● **Task brief**
Quote the records that follow in full and exactly; leave out the pictures.

___ Extracted data ___

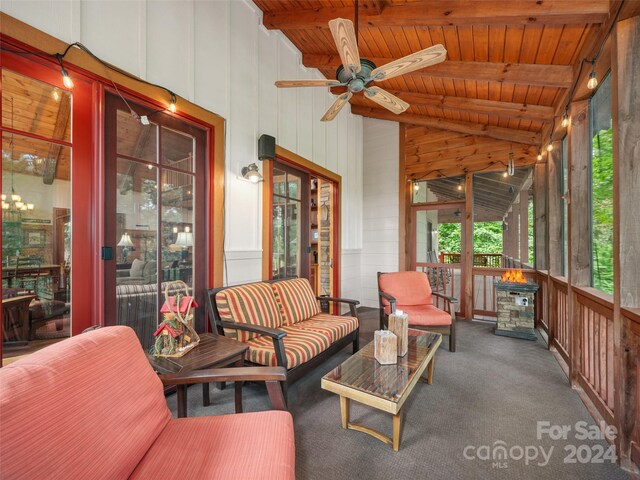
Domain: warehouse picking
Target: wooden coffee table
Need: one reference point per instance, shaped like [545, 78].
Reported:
[212, 351]
[385, 387]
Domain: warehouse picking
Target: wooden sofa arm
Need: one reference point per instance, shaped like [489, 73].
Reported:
[352, 303]
[271, 376]
[276, 335]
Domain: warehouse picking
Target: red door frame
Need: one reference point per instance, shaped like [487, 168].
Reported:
[82, 200]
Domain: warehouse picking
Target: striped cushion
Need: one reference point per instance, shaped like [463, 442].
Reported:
[253, 304]
[300, 345]
[296, 300]
[331, 325]
[87, 407]
[256, 445]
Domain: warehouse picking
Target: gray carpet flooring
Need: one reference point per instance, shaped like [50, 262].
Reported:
[490, 393]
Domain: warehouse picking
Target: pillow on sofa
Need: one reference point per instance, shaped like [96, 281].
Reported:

___

● **Correct output**
Domain: warehouse picking
Target: wooden coffee table
Need: one reference point per instance, shaped like [545, 78].
Reported:
[212, 351]
[385, 387]
Domain: warehouse picking
Target: wooden sofa arm
Need: one reference point per instance, shaped like [489, 73].
Reported:
[352, 303]
[271, 376]
[276, 335]
Domain: warehouse picking
Target: red door frame
Need: one reference point per instance, shaped like [487, 168].
Reported:
[82, 200]
Domain: warehouse picking
Target: striped cushion
Need: one reference point per instance, shaped like [463, 442].
Reported:
[253, 304]
[300, 345]
[296, 300]
[331, 325]
[87, 407]
[256, 445]
Domain: warehouse picking
Target: gray carpet flooring
Need: one reference point per instance, shaped like [50, 262].
Reported:
[490, 393]
Domain: warehouse picking
Target: pillow on sofa
Need: one reference point per instance, shaped like [96, 281].
Reported:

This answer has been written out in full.